PROBLEM
Copy everything from the start of the rows down to the line containing "344 75 L 349", swapping "tree line" for "forest edge" and leaving the rest as is.

-- start of GIVEN DATA --

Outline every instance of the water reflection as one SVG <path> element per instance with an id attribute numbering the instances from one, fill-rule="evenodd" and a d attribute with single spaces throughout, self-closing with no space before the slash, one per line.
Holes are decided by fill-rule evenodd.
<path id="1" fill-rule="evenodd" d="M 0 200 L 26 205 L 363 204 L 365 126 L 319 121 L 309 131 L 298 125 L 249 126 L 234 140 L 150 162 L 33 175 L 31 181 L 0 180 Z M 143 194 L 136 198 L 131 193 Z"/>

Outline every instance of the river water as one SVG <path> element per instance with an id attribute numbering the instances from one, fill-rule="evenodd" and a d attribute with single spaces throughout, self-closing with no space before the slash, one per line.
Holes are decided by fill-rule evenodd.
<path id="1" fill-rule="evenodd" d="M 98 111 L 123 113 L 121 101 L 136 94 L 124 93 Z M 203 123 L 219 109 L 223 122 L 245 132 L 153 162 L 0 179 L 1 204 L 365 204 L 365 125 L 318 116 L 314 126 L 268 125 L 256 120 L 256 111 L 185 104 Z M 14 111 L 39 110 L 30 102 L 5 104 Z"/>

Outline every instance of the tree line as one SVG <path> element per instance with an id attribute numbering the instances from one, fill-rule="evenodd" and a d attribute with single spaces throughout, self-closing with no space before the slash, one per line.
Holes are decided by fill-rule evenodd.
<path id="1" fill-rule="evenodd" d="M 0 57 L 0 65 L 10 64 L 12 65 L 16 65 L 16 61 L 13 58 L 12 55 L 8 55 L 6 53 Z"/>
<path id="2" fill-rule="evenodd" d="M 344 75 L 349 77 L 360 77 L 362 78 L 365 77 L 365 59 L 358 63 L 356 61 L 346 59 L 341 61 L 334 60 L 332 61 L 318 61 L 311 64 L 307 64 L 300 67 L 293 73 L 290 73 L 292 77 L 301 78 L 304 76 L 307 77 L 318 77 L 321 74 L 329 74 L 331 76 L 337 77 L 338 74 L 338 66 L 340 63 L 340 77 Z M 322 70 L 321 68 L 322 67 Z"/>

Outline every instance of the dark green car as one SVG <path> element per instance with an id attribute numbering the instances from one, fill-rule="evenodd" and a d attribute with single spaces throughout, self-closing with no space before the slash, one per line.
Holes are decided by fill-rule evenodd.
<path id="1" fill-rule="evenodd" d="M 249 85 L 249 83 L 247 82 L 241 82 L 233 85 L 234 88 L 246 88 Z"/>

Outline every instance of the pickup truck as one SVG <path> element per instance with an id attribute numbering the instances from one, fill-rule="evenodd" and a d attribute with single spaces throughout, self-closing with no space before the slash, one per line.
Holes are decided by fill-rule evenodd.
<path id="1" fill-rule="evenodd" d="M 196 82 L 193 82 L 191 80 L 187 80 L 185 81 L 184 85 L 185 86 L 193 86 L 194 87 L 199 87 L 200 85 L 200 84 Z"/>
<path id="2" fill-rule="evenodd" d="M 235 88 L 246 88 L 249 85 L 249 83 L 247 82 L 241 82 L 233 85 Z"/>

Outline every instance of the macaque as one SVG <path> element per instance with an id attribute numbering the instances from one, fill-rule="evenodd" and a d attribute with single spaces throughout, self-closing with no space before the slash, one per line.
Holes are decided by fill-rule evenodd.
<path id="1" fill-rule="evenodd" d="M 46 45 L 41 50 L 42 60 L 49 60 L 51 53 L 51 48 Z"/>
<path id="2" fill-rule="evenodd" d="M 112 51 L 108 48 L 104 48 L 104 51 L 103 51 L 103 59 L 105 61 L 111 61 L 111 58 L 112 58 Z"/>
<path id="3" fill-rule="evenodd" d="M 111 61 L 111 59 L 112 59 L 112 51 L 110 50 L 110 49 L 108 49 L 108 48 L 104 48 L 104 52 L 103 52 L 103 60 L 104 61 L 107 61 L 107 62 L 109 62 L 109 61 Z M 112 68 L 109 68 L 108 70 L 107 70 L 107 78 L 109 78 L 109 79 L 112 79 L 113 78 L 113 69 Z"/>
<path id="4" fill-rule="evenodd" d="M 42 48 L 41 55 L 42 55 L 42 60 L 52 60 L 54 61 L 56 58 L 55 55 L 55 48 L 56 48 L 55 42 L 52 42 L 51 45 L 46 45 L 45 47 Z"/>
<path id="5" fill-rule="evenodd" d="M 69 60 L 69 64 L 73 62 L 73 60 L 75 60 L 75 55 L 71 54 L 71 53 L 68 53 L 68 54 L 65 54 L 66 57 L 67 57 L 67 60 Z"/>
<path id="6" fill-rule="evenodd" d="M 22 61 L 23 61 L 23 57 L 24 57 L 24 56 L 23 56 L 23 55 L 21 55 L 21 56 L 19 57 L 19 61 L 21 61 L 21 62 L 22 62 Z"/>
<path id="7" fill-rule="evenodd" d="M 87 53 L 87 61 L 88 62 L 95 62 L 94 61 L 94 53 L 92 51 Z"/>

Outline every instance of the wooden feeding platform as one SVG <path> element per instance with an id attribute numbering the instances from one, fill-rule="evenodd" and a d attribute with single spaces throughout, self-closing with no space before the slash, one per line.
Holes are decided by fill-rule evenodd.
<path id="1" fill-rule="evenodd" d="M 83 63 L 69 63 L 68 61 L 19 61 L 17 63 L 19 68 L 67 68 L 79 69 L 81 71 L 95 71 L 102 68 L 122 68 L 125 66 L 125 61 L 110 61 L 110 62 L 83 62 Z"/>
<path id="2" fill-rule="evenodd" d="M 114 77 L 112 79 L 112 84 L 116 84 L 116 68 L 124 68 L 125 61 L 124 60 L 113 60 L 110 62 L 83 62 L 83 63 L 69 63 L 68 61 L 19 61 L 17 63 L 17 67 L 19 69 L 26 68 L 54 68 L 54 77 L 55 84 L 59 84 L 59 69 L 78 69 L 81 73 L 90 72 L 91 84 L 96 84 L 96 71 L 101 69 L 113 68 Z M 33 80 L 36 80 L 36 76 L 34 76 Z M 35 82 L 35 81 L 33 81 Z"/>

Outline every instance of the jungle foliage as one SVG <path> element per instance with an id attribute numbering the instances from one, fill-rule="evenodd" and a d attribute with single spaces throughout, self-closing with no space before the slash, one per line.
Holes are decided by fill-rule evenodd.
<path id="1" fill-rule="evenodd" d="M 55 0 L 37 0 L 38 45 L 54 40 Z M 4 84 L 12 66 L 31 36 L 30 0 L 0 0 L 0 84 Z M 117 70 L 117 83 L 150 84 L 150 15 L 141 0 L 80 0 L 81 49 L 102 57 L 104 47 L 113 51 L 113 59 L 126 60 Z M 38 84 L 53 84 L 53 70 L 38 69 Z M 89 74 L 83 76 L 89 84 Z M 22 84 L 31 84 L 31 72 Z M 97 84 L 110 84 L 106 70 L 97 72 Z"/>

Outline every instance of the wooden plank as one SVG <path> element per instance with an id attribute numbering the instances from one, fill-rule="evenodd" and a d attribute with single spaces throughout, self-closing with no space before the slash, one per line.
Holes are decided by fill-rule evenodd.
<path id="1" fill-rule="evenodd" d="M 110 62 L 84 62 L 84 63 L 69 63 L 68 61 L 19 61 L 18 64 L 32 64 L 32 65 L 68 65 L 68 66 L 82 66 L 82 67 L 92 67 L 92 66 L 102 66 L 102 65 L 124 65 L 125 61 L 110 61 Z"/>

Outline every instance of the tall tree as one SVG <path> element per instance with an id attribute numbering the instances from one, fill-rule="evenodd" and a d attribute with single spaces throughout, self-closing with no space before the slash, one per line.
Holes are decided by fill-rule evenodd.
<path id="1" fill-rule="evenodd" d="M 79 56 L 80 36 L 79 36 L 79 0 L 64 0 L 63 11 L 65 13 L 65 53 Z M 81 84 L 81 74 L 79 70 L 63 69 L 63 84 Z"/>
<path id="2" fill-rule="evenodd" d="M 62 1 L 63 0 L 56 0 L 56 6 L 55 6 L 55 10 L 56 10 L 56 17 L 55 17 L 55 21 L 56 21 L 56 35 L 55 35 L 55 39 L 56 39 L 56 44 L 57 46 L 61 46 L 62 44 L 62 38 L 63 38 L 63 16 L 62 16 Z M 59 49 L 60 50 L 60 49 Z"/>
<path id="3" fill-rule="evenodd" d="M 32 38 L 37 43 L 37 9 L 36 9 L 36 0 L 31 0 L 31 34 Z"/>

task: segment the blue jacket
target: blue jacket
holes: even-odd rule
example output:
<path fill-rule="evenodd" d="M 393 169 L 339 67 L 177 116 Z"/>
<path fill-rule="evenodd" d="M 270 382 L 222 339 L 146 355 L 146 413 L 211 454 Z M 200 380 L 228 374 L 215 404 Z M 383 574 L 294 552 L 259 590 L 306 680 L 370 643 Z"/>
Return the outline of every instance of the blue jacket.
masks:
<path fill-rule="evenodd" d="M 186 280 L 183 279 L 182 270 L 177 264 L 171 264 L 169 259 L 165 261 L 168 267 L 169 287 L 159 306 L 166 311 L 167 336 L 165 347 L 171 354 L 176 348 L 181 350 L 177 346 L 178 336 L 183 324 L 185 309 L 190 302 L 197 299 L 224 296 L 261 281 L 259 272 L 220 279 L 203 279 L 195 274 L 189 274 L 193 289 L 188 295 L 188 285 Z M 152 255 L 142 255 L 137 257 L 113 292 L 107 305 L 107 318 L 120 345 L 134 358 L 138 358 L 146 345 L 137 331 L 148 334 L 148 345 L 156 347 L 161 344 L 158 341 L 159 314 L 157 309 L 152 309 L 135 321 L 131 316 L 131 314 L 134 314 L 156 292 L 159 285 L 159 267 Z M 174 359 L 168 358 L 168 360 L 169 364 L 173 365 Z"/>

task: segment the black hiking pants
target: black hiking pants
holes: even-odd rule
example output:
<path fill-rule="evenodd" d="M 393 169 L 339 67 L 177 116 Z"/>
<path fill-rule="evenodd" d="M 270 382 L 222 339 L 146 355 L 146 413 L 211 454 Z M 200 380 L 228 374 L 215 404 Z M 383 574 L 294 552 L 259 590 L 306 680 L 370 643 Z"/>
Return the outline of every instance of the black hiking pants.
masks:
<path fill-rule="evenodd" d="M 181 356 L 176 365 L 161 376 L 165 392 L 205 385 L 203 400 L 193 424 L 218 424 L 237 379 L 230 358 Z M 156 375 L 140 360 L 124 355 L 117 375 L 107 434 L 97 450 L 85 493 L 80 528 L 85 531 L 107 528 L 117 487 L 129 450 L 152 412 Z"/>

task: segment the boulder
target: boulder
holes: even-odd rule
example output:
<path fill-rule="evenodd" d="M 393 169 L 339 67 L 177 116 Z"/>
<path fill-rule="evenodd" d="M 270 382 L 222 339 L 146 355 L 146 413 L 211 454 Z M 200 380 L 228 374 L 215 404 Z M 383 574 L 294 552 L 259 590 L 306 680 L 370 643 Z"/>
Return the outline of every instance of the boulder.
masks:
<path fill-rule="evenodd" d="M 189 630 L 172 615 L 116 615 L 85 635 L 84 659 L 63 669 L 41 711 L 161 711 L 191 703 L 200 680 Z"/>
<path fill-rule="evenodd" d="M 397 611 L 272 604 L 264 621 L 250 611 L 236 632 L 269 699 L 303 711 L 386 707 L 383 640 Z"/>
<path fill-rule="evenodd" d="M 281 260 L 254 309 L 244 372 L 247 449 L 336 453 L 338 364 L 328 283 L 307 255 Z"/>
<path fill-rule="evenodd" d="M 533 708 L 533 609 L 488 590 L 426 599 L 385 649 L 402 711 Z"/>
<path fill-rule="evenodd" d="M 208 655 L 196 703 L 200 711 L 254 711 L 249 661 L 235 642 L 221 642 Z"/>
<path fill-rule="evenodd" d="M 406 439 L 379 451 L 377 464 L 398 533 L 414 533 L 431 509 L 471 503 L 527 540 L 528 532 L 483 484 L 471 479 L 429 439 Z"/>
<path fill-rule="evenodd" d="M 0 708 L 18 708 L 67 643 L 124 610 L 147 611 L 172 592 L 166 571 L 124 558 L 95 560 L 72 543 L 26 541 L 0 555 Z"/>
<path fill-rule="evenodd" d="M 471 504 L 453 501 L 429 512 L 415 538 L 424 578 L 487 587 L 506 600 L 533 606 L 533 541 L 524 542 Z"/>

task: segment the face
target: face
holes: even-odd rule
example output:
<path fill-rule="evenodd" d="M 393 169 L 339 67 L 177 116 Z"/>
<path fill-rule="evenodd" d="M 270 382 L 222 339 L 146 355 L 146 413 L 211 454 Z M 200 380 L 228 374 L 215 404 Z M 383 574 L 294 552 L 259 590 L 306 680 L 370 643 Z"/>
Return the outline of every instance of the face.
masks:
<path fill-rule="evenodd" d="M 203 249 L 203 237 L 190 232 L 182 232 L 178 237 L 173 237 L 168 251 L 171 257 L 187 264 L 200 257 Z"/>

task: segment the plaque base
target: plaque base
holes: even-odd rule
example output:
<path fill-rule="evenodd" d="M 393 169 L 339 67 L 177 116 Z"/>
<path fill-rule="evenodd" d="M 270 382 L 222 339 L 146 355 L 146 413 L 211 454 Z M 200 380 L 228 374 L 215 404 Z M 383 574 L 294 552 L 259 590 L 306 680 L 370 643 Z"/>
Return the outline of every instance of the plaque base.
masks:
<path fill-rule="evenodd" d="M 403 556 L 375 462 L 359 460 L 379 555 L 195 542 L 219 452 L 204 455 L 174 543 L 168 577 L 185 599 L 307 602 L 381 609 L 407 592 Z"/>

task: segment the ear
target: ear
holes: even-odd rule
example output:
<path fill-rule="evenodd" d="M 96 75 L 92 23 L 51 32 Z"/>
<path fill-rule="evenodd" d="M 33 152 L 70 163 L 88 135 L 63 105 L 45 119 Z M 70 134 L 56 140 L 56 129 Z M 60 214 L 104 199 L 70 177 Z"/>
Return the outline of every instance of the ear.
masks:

-- end of GIVEN DATA --

EXERCISE OUTPUT
Outline every instance of the water reflection as one SVG <path> element per instance with an id attribute numbering the instances from one, fill-rule="evenodd" and a d attribute with single spaces throughout, self-closing with no space before the slash, one per line.
Holes are decided by fill-rule evenodd.
<path id="1" fill-rule="evenodd" d="M 0 200 L 26 205 L 363 204 L 365 126 L 319 121 L 309 131 L 298 125 L 249 126 L 234 140 L 150 162 L 33 175 L 31 181 L 0 180 Z M 143 194 L 136 198 L 131 193 Z"/>

Outline every instance of the river water as one SVG <path> element per instance with an id attribute numbering the instances from one, fill-rule="evenodd" and a d attribute with single spaces throughout, self-closing with no space before the slash, one per line.
Holes are decided by fill-rule evenodd.
<path id="1" fill-rule="evenodd" d="M 98 111 L 123 113 L 121 101 L 136 94 L 124 93 Z M 203 123 L 219 109 L 223 122 L 245 132 L 153 162 L 0 179 L 1 204 L 365 204 L 365 125 L 318 116 L 314 126 L 268 125 L 256 120 L 256 111 L 185 104 Z M 14 111 L 39 110 L 30 102 L 5 104 Z"/>

Outline every instance of the forest edge as one SVG <path> element per instance with an id attribute numbering the instances from one, fill-rule="evenodd" and a d attribute with single spaces throughout, self-closing with no space before the slash, one per line.
Holes are decided by fill-rule evenodd.
<path id="1" fill-rule="evenodd" d="M 0 57 L 0 65 L 10 64 L 12 65 L 16 65 L 16 61 L 13 58 L 12 55 L 8 55 L 6 53 Z"/>
<path id="2" fill-rule="evenodd" d="M 344 75 L 349 77 L 360 77 L 362 78 L 365 77 L 365 59 L 358 63 L 356 61 L 346 59 L 341 61 L 334 60 L 332 61 L 318 61 L 311 64 L 307 64 L 300 67 L 293 73 L 290 73 L 292 77 L 301 78 L 304 76 L 307 77 L 318 77 L 321 74 L 329 74 L 331 76 L 337 77 L 338 74 L 338 66 L 340 63 L 340 77 Z M 322 70 L 321 68 L 322 67 Z"/>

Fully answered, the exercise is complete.